* Texto de lectura

- - -

Vine como a Comala para encontrar en medio de la entrañable vegetación la oxidada armadura de un caballero andante

No sé qué tantos viajeros lleguen a Bogotá con las ganas de dejar olvidadas en las maletas todas esas cosas que nos roban la calma, los amaneceres callados y los rostros de tantos amores contrariados por el paso del tiempo, la confusión de mentiras y la mirada perdida, pero lo cierto es que cualquiera que llega de pronto a sentirse entre cachacos siente un ligero mareo envolvente, una escalofrío de apenas en la piel como la llovizna que —de pronto— se vuelve lluvia y horas después, el sol que lo borra todo.

A alguien se le ocurrió que Macondo fuera el país invitado de honor a la 28 Feria Internacional del Libro de Bogotá y vine como a Comala para encontrar en medio de la más entrañable vegetación la oxidada armadura de un caballero andante, como quienes en medio de la selva fundaron Macondo, sin saber que en realidad inventaban una Literatura. Con una asistencia diaria que promediaba más de sesenta mil personas, multiplicados en una notable cantidad de niños por todas partes, revoloteando con ese vocabulario tan amarillo de florido, el sendero que conducía al pabellón de Macondo duraba hasta dos o tres cuadras de paciencia bajo el cielo gris para entrar —de pronto— por un túnel que se abría con el primer párrafo donde todos hace años, ayer mismo, conocimos el hielo por primera vez.

- - -

* Qué se pide
[1] Por favor, transcribe del texto sobre la Feria del Libro de Bogotá el tramo que va desde "A alguien se" hasta "por primera vez.".
[2] Continúa el texto sobre la Feria del Libro de Bogotá a partir del punto en que se detiene.

- - -

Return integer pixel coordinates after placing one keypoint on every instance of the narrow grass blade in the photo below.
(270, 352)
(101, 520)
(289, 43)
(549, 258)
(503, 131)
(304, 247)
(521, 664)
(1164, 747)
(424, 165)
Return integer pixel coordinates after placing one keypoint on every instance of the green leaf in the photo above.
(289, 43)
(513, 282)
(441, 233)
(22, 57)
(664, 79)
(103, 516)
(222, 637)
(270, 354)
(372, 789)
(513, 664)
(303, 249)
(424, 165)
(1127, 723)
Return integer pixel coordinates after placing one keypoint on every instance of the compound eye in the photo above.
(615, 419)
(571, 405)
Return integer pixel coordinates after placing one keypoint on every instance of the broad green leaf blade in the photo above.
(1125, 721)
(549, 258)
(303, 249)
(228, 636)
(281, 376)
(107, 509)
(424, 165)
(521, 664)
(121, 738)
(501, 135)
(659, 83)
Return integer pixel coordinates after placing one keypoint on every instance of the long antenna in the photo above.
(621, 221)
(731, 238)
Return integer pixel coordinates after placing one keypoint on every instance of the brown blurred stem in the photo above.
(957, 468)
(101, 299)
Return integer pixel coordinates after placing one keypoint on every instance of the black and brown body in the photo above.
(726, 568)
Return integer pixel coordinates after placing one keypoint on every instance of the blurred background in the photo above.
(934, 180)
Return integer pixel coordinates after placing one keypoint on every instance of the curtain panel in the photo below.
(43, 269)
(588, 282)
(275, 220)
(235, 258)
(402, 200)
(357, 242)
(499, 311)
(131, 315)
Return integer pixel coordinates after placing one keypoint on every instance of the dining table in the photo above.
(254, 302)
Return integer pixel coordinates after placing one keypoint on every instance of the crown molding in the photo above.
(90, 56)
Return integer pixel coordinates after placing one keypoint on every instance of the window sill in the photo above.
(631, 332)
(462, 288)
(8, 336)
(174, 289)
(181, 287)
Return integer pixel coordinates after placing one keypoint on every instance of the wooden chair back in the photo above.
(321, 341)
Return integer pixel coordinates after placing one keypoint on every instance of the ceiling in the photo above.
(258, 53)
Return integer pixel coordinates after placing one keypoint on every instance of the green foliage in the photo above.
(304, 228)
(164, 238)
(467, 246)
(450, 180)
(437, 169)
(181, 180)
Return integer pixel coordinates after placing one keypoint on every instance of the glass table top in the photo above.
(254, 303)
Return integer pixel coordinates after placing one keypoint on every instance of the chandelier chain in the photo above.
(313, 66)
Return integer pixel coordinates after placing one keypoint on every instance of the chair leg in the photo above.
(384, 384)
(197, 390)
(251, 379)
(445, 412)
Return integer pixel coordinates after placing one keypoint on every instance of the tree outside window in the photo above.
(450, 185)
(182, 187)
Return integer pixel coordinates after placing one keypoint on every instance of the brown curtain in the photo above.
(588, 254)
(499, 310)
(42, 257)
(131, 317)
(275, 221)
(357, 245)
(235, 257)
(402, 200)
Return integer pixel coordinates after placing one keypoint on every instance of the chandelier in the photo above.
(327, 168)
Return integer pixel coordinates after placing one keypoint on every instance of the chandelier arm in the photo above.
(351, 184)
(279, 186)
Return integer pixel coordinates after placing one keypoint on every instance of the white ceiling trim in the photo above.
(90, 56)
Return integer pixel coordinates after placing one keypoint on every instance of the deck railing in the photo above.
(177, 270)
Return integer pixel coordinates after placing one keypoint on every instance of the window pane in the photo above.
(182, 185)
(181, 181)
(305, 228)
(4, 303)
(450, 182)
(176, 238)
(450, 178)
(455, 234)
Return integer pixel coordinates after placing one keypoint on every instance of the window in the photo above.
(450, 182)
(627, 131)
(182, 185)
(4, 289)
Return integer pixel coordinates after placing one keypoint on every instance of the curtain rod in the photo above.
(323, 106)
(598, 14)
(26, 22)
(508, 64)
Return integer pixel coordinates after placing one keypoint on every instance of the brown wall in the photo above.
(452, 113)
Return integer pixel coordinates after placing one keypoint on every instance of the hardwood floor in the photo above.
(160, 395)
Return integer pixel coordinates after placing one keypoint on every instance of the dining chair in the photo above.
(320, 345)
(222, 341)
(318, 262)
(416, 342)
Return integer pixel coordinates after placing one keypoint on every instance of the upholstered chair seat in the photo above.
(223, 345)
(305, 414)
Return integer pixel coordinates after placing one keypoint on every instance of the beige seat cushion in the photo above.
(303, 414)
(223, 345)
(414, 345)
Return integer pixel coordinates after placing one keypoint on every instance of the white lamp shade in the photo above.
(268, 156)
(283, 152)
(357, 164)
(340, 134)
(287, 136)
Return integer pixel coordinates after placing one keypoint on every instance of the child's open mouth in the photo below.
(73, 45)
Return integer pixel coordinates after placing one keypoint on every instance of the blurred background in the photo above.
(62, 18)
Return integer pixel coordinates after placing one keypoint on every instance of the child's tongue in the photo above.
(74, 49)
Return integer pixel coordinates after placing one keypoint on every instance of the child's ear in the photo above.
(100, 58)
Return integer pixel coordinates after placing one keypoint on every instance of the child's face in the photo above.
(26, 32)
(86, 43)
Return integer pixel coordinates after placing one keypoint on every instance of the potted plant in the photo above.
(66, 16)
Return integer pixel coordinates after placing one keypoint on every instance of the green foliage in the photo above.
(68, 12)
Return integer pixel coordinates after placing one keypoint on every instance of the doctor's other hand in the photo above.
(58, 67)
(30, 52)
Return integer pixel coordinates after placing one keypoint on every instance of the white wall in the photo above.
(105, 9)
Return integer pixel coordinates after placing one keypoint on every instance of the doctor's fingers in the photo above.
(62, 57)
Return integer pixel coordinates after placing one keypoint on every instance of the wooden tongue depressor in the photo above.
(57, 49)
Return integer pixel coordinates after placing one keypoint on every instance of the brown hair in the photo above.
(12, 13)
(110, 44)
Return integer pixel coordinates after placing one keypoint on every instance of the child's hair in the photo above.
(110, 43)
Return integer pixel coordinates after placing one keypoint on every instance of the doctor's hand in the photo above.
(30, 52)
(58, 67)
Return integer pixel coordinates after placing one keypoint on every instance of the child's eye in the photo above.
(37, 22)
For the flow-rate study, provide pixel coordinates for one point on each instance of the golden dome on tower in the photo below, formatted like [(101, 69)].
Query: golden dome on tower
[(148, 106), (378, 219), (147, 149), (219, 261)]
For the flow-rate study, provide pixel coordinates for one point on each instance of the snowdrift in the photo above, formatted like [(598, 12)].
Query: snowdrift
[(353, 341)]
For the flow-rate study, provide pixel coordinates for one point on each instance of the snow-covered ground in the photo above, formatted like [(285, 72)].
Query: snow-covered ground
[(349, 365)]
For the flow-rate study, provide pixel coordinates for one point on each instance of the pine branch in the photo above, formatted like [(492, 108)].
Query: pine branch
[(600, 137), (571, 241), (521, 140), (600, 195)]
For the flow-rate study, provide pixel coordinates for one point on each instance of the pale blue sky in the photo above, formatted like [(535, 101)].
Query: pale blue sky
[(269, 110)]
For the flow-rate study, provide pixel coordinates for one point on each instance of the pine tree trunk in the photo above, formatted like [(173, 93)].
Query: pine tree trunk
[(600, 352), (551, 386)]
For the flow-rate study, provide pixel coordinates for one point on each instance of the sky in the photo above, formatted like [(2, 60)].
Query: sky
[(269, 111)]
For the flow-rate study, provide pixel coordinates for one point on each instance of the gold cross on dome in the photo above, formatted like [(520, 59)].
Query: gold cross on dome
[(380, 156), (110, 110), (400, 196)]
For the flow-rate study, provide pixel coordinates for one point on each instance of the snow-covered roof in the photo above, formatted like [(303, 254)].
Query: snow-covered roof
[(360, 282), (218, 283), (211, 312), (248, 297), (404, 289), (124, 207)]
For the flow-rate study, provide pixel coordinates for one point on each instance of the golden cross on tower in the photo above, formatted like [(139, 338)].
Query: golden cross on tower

- - -

* Respuestas a continuación
[1]
A alguien se le ocurrió que Macondo fuera el país invitado de honor a la 28 Feria Internacional del Libro de Bogotá y vine como a Comala para encontrar en medio de la más entrañable vegetación la oxidada armadura de un caballero andante, como quienes en medio de la selva fundaron Macondo, sin saber que en realidad inventaban una Literatura. Con una asistencia diaria que promediaba más de sesenta mil personas, multiplicados en una notable cantidad de niños por todas partes, revoloteando con ese vocabulario tan amarillo de florido, el sendero que conducía al pabellón de Macondo duraba hasta dos o tres cuadras de paciencia bajo el cielo gris para entrar —de pronto— por un túnel que se abría con el primer párrafo donde todos hace años, ayer mismo, conocimos el hielo por primera vez.

[2]
Como bien ha dicho Jaime Abello, Presidente de la Fundación Nuevo Periodismo de Gabriel García Márquez, el pabellón Macondo no se alzó para ser un lugar concluyente, sino un espacio sugerente donde cada visitante escuchara la voz de Gabo leyendo ininterrumpidamente su novela fundacional al recorrer un camino de pantallas gigantes con escenas filmadas ayer, hoy mismo, en la guajira, a la vera del río Magdalena o en las orillas de Aracataca, El visitante pasaba entonces a un amplio espacio donde una misteriosa carpa proyectaba por mirillas las cosas nunca vistas que trae Melquiades cada vez que alguien se deja asombrar la imaginación, los conos como campanas con voces que hablan de maravillas soñadas y las vitrinas donde se mostraba por décadas la hermosa vida de un hombre bueno, enamorado de siempre de su mujer de siempre, padre amoroso de sus hijos luminosos y de un ramillete de nietos, multiplicados todos como madréporas en los rostros de tantos amigos que sonríen en todas las fotografías como para confirmar que Gabo escribía para que lo quisiéramos cada día más y más, conquistando París y Estocolmo, anclándose en México y jamás dejando empolvarse sus recuerdos más lejanos de esta tierra que llaman del olvido. De una de esas vitrinas, un ingenuo tuvo a mal robarse un ejemplar de la primera edición de Cien años de soledad, sin saber que sólo podrá tenerla escondida y jamás venderla ni presumirla, a riesgo de que se le ocurra leer sus páginas y amarrarse él mismo al árbol de su delirio hasta que le crezcan alas para volar a una posible redención bajo la lluvia, por encima de los cerros al Oriente.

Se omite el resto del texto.